Beginning with the line containing "of blue wheelchair" and ending with the last line of the records, set down every line exactly.

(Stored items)
--- start ---

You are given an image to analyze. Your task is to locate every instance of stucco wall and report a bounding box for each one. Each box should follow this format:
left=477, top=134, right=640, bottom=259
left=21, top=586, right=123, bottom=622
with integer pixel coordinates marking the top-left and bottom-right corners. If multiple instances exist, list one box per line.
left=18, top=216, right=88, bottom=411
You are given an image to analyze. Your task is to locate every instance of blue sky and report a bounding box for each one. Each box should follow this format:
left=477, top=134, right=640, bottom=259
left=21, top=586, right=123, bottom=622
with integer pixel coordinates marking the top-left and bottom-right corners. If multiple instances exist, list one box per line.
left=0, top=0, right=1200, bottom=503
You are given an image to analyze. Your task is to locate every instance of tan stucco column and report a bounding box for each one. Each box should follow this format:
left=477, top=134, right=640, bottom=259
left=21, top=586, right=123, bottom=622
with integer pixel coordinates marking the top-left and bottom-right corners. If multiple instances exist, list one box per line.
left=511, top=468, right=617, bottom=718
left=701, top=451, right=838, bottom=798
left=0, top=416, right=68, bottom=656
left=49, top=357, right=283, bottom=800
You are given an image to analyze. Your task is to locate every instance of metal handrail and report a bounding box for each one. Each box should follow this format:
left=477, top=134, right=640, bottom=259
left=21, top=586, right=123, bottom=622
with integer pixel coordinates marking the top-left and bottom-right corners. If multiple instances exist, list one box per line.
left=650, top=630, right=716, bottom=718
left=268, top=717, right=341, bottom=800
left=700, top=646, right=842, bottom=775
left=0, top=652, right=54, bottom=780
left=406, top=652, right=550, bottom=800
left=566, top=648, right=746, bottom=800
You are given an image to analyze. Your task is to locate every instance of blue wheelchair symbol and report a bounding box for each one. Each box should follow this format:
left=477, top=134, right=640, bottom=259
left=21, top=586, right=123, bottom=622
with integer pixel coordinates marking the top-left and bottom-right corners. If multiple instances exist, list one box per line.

--- end ---

CORRECT OUTPUT:
You are given an image to analyze. Your task is to locate every instance of blue wheelchair symbol and report a bounding box for each one. Each box should follow this format:
left=477, top=134, right=640, bottom=259
left=21, top=586, right=123, bottom=622
with integer pixel coordinates marking the top-left and bottom-right corners. If multiple instances exist, list one box per line.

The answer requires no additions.